Consequently, the rights of nature are not being considered, nor is the punishment for those who commit ecocide, defined as widespread damage. Likewise, the interests of future generations are being ignored.
In Kim Stanley Robinson’s novel, The Ministry for the Future, the COP creates a new institutional body to champion the interests of future generations and the non-human world. Perhaps it is time to have a rethink about how COP could create new champions for those who have no seat at the table.
Legal institutional precedents exist that could be drawn upon, such as the Welsh Future Generations’ Commissioner set up by the 2015 Well-Being of Future Generations Act. The agreement at the recent International Union for Conservation of Nature congress on the establishment of a Climate Emergency Commission provides another example.
A final suggestion would be for COP26 to create a post for a High-Level Champion to speak up for the incorporation of justice, equality, diversity and inclusion (JEDI) issues. Many organizations are creating JEDI-related posts and programmes because they realize that fairness needs a voice. A COP-appointed JEDI champion, augmented by sectoral and national counterparts, is a doable innovation.
Giving those most badly affected a louder voice, and more seats, resources and power is important but taking these away from those who have too much is a necessary corollary to avoid them having a disproportionate influence on any outcome.
There is increasing evidence that powerful elites, such as fossil fuel companies, use their deeper pockets to devise and lobby for strategies to skew the way we approach solutions. For example, some companies have framed problems in such a way that citizens blame themselves and not the polluters.
|---|
*What this exercise asks:*
#1 In the passage on COP climate talks, which law established the Welsh Future Generations' Commissioner?
#2 Please carry the passage on COP climate talks forward from its final sentence, which ends with citizens blaming themselves and not the polluters.
The material after the passage on COP climate talks has no connection to that passage.
|---|
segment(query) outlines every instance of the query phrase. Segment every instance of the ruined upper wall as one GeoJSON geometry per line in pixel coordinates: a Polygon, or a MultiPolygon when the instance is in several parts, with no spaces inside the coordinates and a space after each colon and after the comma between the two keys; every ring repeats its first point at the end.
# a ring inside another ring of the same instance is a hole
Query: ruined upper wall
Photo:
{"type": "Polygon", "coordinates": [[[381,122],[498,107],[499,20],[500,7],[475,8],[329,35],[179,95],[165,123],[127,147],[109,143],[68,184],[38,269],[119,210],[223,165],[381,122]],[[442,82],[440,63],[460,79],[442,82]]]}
|---|
*Activity answers:*
#1 The 2015 Well-Being of Future Generations Act.

#2
Certain kinds of solutions are seen as sensible and business friendly such as the use of markets, technology and awareness, while others, such as universal basic income, gender equality and command-and-control mechanisms, such as bans and phase-outs, are seen as too radical or socially disruptive.
Policy solutions put forward by poorer countries, such as free, informed prior consent, are seen as impediments to business rather than as supporting human rights.
Greenwashing of ‘net-zero by 2050’ goals is rife and refers to overblown claims that emissions will be curbed when in fact little will change in the short term. Small countries and NGOs lack geopolitical weight, nor can they afford lobbyists. Perhaps a COP-appointed JEDI official could help climate champions challenge these claims.
Boost to global solidarity needed
The suggestions outlined address the problems in establishing a justice-based reset that would help future COPs make changes to the structure, values and principles and values on which our global economy is based.
It is important to acknowledge there has been much progress on justice and fairness issues in the COP. Over time the ‘invisible majority’ groups have banded together and made themselves visible. The Gender Work programme, the Local Communities and Indigenous People Platform and the Warsaw Mechanism on Loss and Damage are testimony to the drive for better representation.
Currently COP is composed of a patchwork of institutional arrangements and proliferating agenda items with no clear overview of how they relate to issues of inequality, inclusion and fairness. In many cases the institutional spaces created are too weak to make the necessary change.
A justice reset at Glasgow would focus attention on whether the pace of these deliberations is in line with what needs to happen in this critical decade.
Glasgow needs to give a boost to the global solidarity and the build back better and climate justice agendas. It can do so by correcting power imbalances and putting justice and fairness at the heart of this and all future COP negotiations.
The views in this article are personal.